• [Short problem]: Copy the listing below, swapping every "wooden chair" for "folding chair" and keeping the rest the same. Omit the pictures from your copy.

[Entries from a dataset]
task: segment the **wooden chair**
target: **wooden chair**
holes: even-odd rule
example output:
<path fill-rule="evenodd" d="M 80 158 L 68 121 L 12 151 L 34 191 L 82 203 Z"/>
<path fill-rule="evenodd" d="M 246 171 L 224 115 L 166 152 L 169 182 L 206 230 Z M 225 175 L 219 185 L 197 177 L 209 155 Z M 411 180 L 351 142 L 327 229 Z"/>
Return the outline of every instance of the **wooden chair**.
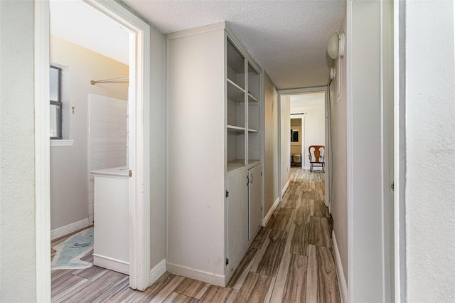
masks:
<path fill-rule="evenodd" d="M 324 171 L 326 147 L 323 145 L 310 145 L 308 148 L 308 157 L 310 159 L 310 171 L 313 171 L 314 166 L 321 166 L 322 171 Z"/>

• [Result for this exercise]:
task: segment the **folding chair**
target: **folding chair**
holes: even-odd rule
example output:
<path fill-rule="evenodd" d="M 80 158 L 68 121 L 12 151 L 34 191 L 82 203 Z"/>
<path fill-rule="evenodd" d="M 246 171 L 224 115 L 166 152 L 169 182 L 206 230 Z M 225 175 L 219 185 L 197 177 L 209 155 Z M 411 180 L 351 142 L 327 229 Z"/>
Return the outline of every instance of the **folding chair**.
masks:
<path fill-rule="evenodd" d="M 324 171 L 326 147 L 323 145 L 310 145 L 308 148 L 308 157 L 310 159 L 310 171 L 313 171 L 314 166 L 321 166 L 322 171 Z"/>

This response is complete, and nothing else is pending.